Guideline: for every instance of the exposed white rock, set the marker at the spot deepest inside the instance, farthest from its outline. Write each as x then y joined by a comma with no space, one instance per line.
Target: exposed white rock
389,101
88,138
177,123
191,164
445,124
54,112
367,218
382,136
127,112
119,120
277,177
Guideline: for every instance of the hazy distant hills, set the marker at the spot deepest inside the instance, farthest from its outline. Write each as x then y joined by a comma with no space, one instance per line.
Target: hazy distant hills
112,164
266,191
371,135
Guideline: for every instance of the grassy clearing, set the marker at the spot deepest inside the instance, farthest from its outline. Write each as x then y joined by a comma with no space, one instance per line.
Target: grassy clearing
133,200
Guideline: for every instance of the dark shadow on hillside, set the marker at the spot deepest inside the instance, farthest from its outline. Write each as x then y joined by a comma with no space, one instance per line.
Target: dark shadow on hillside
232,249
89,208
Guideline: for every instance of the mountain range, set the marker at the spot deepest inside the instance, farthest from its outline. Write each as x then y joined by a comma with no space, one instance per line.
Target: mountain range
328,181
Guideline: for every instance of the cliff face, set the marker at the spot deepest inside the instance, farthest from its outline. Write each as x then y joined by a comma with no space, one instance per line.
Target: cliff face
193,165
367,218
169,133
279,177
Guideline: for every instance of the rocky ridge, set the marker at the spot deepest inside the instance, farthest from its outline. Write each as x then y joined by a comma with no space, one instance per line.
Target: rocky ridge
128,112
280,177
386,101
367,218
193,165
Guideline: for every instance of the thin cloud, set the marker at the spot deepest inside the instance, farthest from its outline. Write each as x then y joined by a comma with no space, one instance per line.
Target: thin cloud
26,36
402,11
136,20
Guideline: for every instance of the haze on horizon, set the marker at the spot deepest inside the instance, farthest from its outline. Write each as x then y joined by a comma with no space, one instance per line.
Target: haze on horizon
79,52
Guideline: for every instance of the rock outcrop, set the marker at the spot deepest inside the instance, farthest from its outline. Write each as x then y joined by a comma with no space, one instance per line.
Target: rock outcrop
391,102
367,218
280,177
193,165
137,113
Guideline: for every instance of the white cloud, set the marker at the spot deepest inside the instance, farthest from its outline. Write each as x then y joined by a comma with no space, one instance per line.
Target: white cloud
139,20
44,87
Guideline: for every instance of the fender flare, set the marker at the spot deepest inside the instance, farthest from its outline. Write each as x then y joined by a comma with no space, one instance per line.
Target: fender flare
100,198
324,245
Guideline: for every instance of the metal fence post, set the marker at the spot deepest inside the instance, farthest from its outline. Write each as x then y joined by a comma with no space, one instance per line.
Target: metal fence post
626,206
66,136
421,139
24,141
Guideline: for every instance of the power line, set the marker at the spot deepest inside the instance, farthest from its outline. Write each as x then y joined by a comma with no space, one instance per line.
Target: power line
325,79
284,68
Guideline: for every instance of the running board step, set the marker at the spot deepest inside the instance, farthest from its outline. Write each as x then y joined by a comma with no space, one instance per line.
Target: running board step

***

Goal: Render the lines from the one containing "Guideline: for every instance of the power" through the last line as a Markdown table with the columns Row and Line, numbering each line and leaving out any blank ones.

Correct result:
| Row | Line |
|---|---|
| 1 | Guideline: for every instance of the power line, set the marker at the spot deepest inside the instance, farthest from its outline. Write each as x then y joined by a comma with no space, one instance per line. |
| 2 | Target: power line |
| 3 | 325,79 |
| 4 | 284,68 |
| 5 | Guideline: for every instance of the running board step, set the marker at the spot deepest inside the instance, farthest from its outline. Write each as x then y joined by a comma with no space, one instance per line. |
| 6 | Target: running board step |